* [WORK TO DO]: Will you give every entry again exactly as it stands?

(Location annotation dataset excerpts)
________________________

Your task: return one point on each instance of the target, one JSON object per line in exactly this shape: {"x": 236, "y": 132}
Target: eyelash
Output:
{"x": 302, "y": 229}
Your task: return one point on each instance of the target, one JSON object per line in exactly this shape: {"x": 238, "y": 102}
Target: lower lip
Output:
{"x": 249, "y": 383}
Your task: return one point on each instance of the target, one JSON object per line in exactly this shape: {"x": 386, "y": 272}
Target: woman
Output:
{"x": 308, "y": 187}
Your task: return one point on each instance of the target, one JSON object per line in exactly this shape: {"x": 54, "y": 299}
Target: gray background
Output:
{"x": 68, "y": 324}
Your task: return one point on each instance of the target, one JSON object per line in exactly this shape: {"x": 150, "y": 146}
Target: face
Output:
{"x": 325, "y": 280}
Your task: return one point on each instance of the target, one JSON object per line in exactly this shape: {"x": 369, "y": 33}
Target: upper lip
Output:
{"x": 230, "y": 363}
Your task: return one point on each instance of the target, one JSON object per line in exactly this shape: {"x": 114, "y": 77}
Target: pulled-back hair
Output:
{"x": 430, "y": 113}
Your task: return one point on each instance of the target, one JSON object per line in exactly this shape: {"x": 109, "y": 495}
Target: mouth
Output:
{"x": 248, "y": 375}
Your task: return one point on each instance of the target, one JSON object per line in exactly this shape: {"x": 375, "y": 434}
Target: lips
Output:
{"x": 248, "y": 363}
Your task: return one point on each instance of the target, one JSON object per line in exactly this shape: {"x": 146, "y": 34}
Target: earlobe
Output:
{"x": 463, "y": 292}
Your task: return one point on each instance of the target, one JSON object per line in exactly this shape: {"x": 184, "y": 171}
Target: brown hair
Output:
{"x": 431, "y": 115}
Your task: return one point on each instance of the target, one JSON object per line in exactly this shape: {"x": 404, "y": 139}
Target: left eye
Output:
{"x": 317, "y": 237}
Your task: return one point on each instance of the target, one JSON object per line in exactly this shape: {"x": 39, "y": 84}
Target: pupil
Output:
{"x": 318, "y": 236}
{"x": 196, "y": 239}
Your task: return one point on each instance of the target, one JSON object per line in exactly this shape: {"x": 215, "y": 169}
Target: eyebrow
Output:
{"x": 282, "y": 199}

________________________

* [OUTPUT OF THE TASK]:
Your task: return one point on each instance of the target, one JSON object per line in exactly this shape: {"x": 236, "y": 132}
Target: eyelash
Output:
{"x": 302, "y": 229}
Your task: return one point on each instance of the target, one JSON object per line in exactly this shape: {"x": 238, "y": 102}
Target: lower lip
Output:
{"x": 249, "y": 383}
Your task: return one point on each instance of the target, one JSON object per line in exactly this shape: {"x": 386, "y": 272}
Target: woman
Output:
{"x": 308, "y": 187}
Your task: return one point on each instance of the target, one JSON object per line in exactly this shape: {"x": 54, "y": 299}
Target: gray background
Output:
{"x": 68, "y": 324}
Your task: return one point on each instance of the target, one JSON object per line in exactly this shape: {"x": 150, "y": 146}
Target: face
Output:
{"x": 325, "y": 280}
Your task: return one point on each instance of the target, one JSON object per line in exactly this shape: {"x": 369, "y": 33}
Target: upper lip
Output:
{"x": 230, "y": 363}
Your task: return one point on each instance of the target, one JSON object per line in exactly this shape: {"x": 114, "y": 77}
Target: pulled-back hair
Output:
{"x": 430, "y": 113}
Your task: return one point on each instance of the target, one JSON object per line in exactly this shape: {"x": 109, "y": 495}
Target: mouth
Output:
{"x": 248, "y": 375}
Your task: return one point on each instance of the target, one JSON object per line in exactly this shape: {"x": 375, "y": 434}
Target: lips
Output:
{"x": 248, "y": 363}
Your task: return one point on each instance of the target, one JSON object per line in exactly this shape: {"x": 146, "y": 34}
Target: earlobe
Output:
{"x": 463, "y": 292}
Your task: return one point on each instance of the target, one JSON object per line in exactly this shape: {"x": 184, "y": 171}
Target: brown hair
Output:
{"x": 431, "y": 115}
Your task: return one point on each instance of the target, one JSON object per line in exactly this shape: {"x": 404, "y": 139}
Target: left eye
Output:
{"x": 317, "y": 237}
Your task: return one point on each instance of the target, one JSON object per line in exactly this shape: {"x": 39, "y": 84}
Target: pupil
Output:
{"x": 318, "y": 236}
{"x": 196, "y": 239}
Your task: return one point on each instance of the target, one JSON object per line in exactly this shape: {"x": 215, "y": 169}
Target: eyebrow
Output:
{"x": 282, "y": 199}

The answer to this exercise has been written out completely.